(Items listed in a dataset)

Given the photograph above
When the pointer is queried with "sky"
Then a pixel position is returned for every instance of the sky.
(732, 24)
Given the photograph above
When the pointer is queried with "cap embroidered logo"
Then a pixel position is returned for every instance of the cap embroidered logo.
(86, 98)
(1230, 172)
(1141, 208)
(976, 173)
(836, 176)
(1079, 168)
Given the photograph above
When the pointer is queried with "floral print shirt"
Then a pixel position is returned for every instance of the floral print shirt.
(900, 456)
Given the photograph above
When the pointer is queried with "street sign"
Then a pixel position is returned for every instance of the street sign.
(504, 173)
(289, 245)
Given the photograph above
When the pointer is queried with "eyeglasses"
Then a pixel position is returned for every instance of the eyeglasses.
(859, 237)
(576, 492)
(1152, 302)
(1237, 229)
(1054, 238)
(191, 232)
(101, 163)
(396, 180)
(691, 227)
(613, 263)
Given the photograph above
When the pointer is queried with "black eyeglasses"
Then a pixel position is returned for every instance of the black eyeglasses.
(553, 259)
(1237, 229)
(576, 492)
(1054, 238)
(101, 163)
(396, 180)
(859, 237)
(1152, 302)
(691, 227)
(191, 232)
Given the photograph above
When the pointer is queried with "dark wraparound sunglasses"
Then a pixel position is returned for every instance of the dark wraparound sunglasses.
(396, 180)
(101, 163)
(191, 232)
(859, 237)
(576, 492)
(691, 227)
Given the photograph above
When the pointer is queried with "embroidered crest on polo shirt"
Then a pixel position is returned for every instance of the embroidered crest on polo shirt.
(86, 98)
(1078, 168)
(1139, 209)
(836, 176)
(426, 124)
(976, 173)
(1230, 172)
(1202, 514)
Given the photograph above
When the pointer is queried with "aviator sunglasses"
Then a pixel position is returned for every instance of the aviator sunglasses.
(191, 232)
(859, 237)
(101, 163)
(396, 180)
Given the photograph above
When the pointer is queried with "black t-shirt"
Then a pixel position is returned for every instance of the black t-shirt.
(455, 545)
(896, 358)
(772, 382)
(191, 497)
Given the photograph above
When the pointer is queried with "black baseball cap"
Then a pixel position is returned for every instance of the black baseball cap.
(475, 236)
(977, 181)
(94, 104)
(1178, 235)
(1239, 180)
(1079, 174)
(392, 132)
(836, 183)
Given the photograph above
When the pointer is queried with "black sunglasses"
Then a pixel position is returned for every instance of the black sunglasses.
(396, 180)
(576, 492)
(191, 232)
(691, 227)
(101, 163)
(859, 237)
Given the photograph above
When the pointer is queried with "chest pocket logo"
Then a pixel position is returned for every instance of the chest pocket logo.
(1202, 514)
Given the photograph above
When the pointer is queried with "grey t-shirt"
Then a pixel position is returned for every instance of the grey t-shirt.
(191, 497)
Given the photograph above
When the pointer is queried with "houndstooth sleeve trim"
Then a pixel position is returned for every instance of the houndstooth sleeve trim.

▸ PROBLEM STATEMENT:
Go through the data, and copy each line in which the word "houndstooth" appears.

▸ OUTPUT OF THE TASK:
When the pointer is queried with "houndstooth sleeve trim"
Then a pixel position is returned for every instance of the houndstooth sleeve trim.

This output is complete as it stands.